Vancouver’s DOXA Documentary Film Festival (May 2–12) will feature extraordinary stories from across Canada with a selection of five deeply personal National Film Board of Canada (NFB) produced and co-produced documentaries.

Winnipeg directors Natalie Baird and Toby Gillies’ Don’t Let the Sun Catch You Crying makes its world premiere at DOXA. In this animated short doc, Edith Almadi’s imagination transcends grief, revealing a vibrant world of art where love endures.

The festival’s Closing Night film will be BC premiere Any Other Way: The Jackie Shane Story (Banger Films/NFB) by Toronto directors Michael Mabbott and Lucah Rosenberg-Lee. A lost R&B star who eclipsed Etta James and Little Richard, trans soul singer Jackie Shane blazed an extraordinary trail. Forty years after vanishing from public view, this 20th-century icon finally gets her second act.

|---|

Actions to take>
A – Extract the part of the DOXA festival text that opens with the words "Vancouver’s DOXA Documentary" and closes with "her second act.".
B – Decide whether each statement agrees with the DOXA festival text, answering yes or no and quoting the words that settle it: (i) Don't Let the Sun Catch You Crying has its world premiere at DOXA. (ii) Natalie Baird directed the festival's Closing Night film. (iii) The festival's NFB selection consists of five documentaries.
C – Continue the DOXA festival text from the point where it stops.
The lines that follow play no part in these tasks.

Material provided>
|---|

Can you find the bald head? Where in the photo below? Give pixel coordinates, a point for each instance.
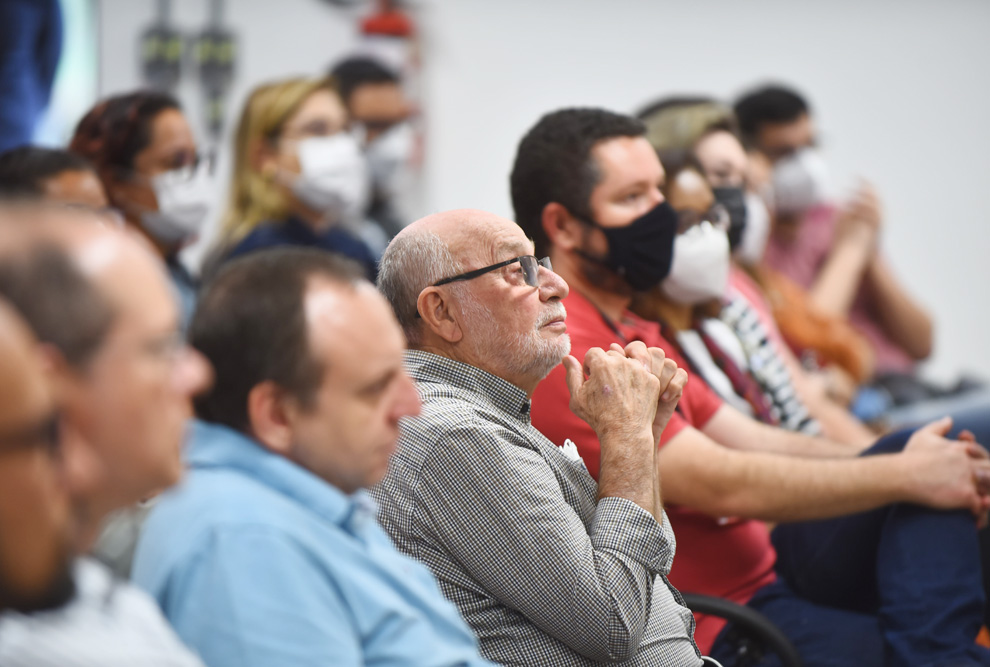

|---|

Per-task answers>
A –
Vancouver’s DOXA Documentary Film Festival (May 2–12) will feature extraordinary stories from across Canada with a selection of five deeply personal National Film Board of Canada (NFB) produced and co-produced documentaries.

Winnipeg directors Natalie Baird and Toby Gillies’ Don’t Let the Sun Catch You Crying makes its world premiere at DOXA. In this animated short doc, Edith Almadi’s imagination transcends grief, revealing a vibrant world of art where love endures.

The festival’s Closing Night film will be BC premiere Any Other Way: The Jackie Shane Story (Banger Films/NFB) by Toronto directors Michael Mabbott and Lucah Rosenberg-Lee. A lost R&B star who eclipsed Etta James and Little Richard, trans soul singer Jackie Shane blazed an extraordinary trail. Forty years after vanishing from public view, this 20th-century icon finally gets her second act.

B –
(i) Yes: "makes its world premiere at DOXA"
(ii) No: "by Toronto directors Michael Mabbott and Lucah Rosenberg-Lee"
(iii) Yes: "a selection of five deeply personal National Film Board of Canada (NFB) produced and co-produced documentaries"

C –
DOXA will feature the North American premiere of the immersive documentary fable A Man Imagined by Brian M. Cassidy and Melanie Shatzky, an intimate and hallucinatory portrait of a man with schizophrenia.

There are also two more BC premieres:

In Montreal director Eisha Marjara’s short doc Am I the skinniest person you’ve ever seen? (Compass Productions/9466-7565 Québec/NFB), dieting together seems like fun for two sisters—until their project takes a dark turn.

The hybrid feature doc Wilfred Buck (Door Number 3 Productions/NFB) by Toronto-based Anishinaabe filmmaker Lisa Jackson follows the journey of charismatic and irreverent Cree Elder Wilfred Buck, who overcomes a harrowing history to reclaim ancestral star knowledge and ceremony.